RECORD LIST

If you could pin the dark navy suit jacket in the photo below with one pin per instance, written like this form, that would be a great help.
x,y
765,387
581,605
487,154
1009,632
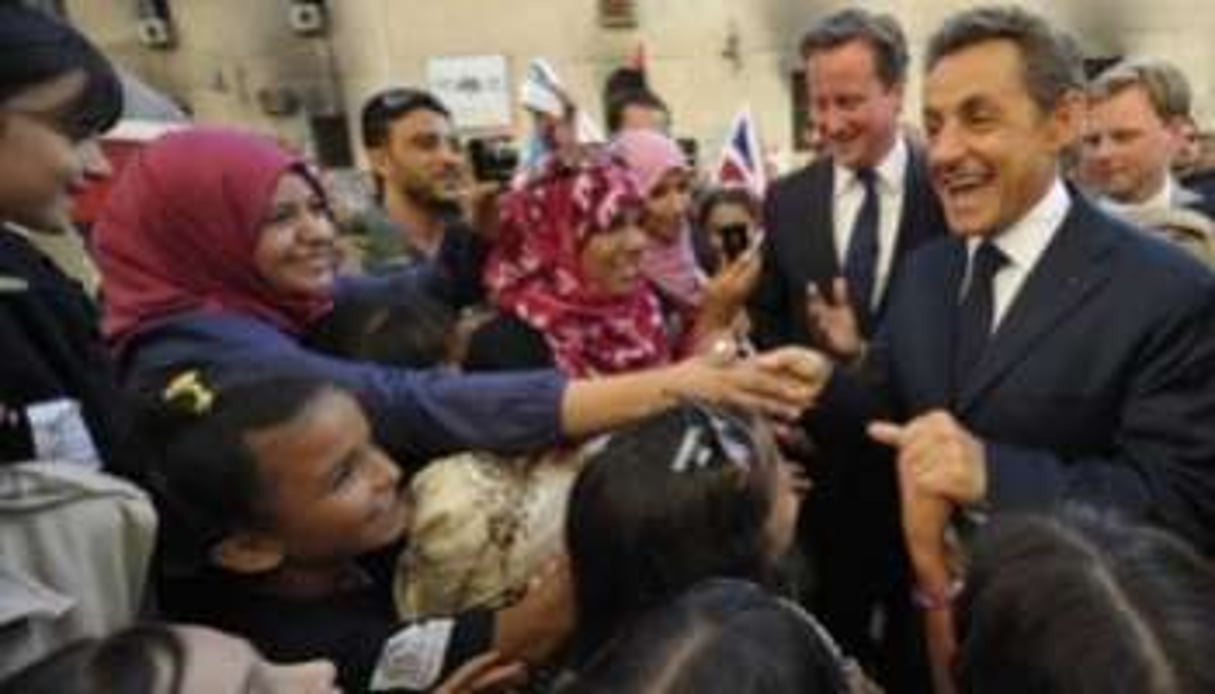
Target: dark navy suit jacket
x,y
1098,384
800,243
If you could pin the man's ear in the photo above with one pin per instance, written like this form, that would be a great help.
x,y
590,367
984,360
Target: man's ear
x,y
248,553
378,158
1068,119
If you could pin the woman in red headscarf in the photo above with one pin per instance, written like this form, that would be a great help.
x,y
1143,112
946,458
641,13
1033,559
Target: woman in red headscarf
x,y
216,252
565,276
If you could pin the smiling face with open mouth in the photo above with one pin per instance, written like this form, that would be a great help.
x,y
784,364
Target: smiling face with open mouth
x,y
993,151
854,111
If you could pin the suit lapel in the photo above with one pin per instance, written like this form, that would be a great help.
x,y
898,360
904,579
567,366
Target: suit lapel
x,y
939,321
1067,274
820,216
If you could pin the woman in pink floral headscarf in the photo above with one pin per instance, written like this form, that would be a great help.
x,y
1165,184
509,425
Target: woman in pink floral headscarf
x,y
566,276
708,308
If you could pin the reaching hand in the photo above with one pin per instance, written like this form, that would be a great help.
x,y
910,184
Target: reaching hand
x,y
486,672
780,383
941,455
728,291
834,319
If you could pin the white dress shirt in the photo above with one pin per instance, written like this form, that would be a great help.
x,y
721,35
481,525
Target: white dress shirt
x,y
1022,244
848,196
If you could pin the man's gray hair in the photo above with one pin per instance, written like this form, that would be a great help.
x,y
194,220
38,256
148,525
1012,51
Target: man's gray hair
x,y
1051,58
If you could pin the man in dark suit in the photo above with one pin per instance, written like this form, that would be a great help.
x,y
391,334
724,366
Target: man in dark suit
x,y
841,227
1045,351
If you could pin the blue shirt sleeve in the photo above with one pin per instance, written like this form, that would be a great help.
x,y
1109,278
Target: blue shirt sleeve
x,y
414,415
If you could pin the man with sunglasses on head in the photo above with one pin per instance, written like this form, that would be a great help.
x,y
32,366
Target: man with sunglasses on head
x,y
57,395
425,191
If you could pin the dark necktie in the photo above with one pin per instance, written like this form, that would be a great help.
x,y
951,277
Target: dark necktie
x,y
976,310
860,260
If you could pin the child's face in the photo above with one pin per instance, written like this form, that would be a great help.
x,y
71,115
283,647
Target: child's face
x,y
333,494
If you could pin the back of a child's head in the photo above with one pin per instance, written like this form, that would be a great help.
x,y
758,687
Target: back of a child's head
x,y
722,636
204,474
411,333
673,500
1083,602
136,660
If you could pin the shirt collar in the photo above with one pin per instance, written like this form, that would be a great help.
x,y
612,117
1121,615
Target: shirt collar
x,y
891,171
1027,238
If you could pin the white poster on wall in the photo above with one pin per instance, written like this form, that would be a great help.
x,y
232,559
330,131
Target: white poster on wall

TASK INSTRUCTIONS
Rescale the point coordinates in the answers by reproducing every line from the one containing "If you could pin the child's" through the end of the rows, inclusive, requests included. Multiply each coordinate in the answers by 0.95 and round to whole numbers with halves rounded up, leaving the numbers in the requests and their format samples unchanged.

RESPONSE
If you could pin the child's face in the photo above with one pin per instance, written like this form, that would be a great help.
x,y
71,115
283,647
Target: child's face
x,y
316,469
If you could pin the back of a child's head in the photo above with one pin per instance, written like this form, that would be a great help.
x,y
758,687
Target: back of a child's head
x,y
686,604
194,450
390,316
639,475
1029,572
129,627
If you could pin the shirt collar in the photo above with one pin per instance, written like this form, that would be a great help.
x,y
612,117
1121,615
Target: shirt collar
x,y
846,162
976,226
If you could pin the white poster on wall in the photo above with one pin per instance, written like this form, that would be a great help.
x,y
232,559
330,131
Target: white poster on wall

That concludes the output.